§ 提示文:
古い家は完全に取り壊し、新しい家を建てたのだそうです。
風水の本などを参考にしながら、Kさんのご両親があれこれ考えて建てたのですが
Kさんは「その割には、あまりうまくできてないんですけどね」と、笑いながら私に
話してくれました。
新築後、三ヶ月ほどたった頃のことです。
Kさんのお母さんが「昨夜、変な夢を見たのよ」と言い出しました。
お父さんとお母さんは、1階の南側の部屋で寝起きをしていて、その部屋にはご先祖をお祀りした
仏壇が置いてあったそうなのですが
お母さんが見た夢は、その仏壇に向かって、北の方角から、大勢の喪服姿の人々が歩いてくるという
不気味なものだったそうです。
その人々は老若男女様々で、見知った人は一人としていない…
一様に黒い喪服を身に纏い、列をなしてただ歩いてくる。

§ 目的 1:
提示文の「古い家は完全に取り壊し、新しい家を建てたのだそうです。」から「Kさんのお母さんが「昨夜、変な夢を見たのよ」と言い出しました。」までの部分を、一字一句そのまま書き写してもらえますか？

§ 提供データ:
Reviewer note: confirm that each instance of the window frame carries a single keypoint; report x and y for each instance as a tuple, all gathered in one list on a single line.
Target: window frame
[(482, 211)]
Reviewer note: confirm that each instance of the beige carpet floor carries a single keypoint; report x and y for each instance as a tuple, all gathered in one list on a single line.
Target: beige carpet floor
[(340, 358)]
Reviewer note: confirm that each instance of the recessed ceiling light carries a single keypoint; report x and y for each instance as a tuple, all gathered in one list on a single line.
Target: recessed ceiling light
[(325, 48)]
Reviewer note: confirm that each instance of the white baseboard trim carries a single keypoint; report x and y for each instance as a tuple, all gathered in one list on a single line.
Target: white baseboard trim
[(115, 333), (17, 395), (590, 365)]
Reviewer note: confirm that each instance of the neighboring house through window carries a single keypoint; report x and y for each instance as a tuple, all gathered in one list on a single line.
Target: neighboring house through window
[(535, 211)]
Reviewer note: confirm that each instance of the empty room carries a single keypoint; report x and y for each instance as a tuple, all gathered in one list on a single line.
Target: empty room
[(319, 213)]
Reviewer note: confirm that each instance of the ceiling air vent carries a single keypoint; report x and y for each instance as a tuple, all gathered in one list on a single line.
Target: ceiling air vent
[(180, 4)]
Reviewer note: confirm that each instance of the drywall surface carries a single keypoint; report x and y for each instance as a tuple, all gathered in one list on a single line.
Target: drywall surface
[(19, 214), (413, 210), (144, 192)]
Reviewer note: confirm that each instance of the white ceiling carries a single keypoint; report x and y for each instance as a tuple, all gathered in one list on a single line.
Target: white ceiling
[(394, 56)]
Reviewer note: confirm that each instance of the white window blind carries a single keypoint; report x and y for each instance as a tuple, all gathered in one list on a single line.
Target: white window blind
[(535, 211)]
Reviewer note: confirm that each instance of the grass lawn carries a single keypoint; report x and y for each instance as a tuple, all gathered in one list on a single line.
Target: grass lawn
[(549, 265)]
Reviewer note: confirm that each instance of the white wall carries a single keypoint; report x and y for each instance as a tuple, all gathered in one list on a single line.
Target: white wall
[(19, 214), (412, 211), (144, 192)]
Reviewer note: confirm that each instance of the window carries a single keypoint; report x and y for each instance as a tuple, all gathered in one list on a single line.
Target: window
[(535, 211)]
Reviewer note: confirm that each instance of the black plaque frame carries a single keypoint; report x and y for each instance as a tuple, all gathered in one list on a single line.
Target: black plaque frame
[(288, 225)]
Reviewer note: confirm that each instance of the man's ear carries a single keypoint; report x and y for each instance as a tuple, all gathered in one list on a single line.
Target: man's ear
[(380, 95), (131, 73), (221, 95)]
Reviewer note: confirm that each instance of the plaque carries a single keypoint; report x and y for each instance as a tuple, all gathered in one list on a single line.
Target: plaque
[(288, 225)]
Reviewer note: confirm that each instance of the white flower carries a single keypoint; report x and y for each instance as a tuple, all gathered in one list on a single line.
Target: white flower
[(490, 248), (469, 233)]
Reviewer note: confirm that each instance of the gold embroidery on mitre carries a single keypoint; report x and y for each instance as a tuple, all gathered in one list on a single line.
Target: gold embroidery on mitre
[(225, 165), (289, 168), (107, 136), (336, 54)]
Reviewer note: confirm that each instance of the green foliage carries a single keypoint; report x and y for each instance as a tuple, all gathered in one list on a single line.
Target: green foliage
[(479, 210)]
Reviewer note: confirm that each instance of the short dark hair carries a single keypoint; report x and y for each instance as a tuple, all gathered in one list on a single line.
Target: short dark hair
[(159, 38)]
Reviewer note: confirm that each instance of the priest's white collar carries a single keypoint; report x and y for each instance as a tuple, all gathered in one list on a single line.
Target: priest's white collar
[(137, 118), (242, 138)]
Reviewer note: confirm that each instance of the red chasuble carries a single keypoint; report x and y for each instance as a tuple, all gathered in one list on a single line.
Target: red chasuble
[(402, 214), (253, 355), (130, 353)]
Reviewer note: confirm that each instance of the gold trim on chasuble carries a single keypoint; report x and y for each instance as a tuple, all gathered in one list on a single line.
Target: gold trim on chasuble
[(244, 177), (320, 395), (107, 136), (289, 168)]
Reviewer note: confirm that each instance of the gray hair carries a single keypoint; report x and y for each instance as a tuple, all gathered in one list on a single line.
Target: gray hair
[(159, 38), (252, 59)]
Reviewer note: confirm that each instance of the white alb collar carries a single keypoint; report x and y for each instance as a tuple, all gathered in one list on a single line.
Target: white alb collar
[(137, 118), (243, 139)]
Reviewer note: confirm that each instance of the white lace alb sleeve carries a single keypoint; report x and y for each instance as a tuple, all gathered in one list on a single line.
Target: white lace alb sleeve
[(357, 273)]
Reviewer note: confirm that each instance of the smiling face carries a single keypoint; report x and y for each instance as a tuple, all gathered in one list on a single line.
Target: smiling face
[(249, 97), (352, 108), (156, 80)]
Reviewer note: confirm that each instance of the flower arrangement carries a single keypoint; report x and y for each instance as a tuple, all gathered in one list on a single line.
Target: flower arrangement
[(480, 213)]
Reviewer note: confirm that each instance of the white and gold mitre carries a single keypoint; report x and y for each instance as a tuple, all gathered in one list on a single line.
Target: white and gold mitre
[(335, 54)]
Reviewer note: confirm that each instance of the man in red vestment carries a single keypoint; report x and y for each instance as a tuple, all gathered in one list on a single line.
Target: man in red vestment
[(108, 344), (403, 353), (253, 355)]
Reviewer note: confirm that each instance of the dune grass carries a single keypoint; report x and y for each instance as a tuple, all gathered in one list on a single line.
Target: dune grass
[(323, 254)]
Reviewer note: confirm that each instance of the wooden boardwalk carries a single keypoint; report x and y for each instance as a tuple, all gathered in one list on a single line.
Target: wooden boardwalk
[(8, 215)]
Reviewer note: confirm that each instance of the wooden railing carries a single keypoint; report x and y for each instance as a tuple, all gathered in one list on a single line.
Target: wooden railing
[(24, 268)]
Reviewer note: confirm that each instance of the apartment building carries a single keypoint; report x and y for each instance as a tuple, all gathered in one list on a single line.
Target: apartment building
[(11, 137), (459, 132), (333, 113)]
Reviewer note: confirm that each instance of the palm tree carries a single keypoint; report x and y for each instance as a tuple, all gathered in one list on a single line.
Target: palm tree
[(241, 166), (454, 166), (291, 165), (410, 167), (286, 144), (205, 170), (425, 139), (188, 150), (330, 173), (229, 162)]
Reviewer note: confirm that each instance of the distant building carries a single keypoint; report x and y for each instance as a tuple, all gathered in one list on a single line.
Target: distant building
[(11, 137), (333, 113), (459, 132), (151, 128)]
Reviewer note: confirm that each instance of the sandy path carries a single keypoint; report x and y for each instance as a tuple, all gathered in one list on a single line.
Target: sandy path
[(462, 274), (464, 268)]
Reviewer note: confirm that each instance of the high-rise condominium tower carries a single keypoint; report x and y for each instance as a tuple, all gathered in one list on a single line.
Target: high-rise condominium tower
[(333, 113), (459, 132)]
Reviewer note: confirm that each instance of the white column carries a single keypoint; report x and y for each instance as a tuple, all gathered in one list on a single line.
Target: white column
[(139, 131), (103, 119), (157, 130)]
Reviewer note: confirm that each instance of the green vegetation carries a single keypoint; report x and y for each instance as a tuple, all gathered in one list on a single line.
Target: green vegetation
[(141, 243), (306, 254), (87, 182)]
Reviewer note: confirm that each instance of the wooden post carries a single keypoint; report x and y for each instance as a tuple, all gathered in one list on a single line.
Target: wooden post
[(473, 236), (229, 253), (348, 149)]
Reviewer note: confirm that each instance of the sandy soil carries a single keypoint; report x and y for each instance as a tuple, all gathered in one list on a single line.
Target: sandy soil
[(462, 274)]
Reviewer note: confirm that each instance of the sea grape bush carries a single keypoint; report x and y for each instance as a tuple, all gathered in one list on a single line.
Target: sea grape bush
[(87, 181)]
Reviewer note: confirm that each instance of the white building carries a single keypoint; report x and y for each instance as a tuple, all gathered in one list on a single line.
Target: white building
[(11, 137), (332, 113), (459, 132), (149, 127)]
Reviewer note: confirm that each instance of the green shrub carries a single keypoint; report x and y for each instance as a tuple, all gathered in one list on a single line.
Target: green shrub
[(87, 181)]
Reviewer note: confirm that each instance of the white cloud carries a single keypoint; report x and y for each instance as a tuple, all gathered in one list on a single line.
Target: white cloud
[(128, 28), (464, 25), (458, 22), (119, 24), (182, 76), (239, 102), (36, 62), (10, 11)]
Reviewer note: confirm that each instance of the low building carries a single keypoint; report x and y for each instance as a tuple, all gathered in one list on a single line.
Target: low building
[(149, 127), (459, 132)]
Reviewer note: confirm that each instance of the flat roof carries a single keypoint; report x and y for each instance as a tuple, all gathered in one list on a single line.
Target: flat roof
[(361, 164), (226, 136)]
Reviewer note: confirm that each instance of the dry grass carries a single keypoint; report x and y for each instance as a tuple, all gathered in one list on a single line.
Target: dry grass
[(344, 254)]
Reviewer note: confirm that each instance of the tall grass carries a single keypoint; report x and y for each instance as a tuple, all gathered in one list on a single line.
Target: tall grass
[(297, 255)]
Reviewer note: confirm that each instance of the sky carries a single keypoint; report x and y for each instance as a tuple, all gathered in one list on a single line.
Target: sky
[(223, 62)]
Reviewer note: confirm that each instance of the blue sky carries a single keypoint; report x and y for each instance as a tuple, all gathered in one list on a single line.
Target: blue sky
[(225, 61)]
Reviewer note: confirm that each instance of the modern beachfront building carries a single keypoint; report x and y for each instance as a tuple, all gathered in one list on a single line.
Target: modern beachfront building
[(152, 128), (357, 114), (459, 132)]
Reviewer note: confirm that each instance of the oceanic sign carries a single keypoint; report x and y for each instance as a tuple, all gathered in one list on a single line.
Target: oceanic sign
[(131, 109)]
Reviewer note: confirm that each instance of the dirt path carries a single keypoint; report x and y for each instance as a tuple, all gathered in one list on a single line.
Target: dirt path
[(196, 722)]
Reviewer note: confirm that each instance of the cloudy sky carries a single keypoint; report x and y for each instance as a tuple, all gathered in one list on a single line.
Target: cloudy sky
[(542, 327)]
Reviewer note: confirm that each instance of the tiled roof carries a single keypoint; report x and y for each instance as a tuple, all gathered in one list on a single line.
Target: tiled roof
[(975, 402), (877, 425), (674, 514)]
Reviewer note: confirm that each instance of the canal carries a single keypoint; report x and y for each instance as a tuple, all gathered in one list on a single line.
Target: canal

§ 目的 2:
リストの「Reviewer note: confirm that each instance of the window carries」を含む行から「[(479, 210)]」を含む行までについて、「plaque」を「nameplate」に置き換え、それ以外は何も変えずにその範囲の行だけを示してもらえますか？

§ 作業結果 1:
古い家は完全に取り壊し、新しい家を建てたのだそうです。
風水の本などを参考にしながら、Kさんのご両親があれこれ考えて建てたのですが
Kさんは「その割には、あまりうまくできてないんですけどね」と、笑いながら私に
話してくれました。
新築後、三ヶ月ほどたった頃のことです。
Kさんのお母さんが「昨夜、変な夢を見たのよ」と言い出しました。

§ 作業結果 2:
Reviewer note: confirm that each instance of the window carries a single keypoint; report x and y for each instance as a tuple, all gathered in one list on a single line.
Target: window
[(535, 211)]
Reviewer note: confirm that each instance of the black nameplate frame carries a single keypoint; report x and y for each instance as a tuple, all gathered in one list on a single line.
Target: black nameplate frame
[(288, 225)]
Reviewer note: confirm that each instance of the man's ear carries a single keypoint; report x and y for each instance as a tuple, all gathered in one list on a single line.
Target: man's ear
[(380, 95), (131, 73), (221, 95)]
Reviewer note: confirm that each instance of the nameplate carries a single keypoint; report x and y for each instance as a tuple, all gathered in one list on a single line.
Target: nameplate
[(288, 225)]
Reviewer note: confirm that each instance of the white flower carries a single keypoint; report x and y for each instance as a tuple, all gathered in one list on a single line.
Target: white flower
[(490, 248), (469, 233)]
Reviewer note: confirm that each instance of the gold embroidery on mitre carries a single keypoint; report x and y for each instance as a tuple, all gathered in one list on a single line.
Target: gold embroidery on mitre
[(225, 165), (289, 168), (107, 136), (336, 54)]
Reviewer note: confirm that each instance of the green foliage carries a single keypoint; report x and y for each instance as a tuple, all gathered in one list on a single line.
Target: green foliage
[(479, 210)]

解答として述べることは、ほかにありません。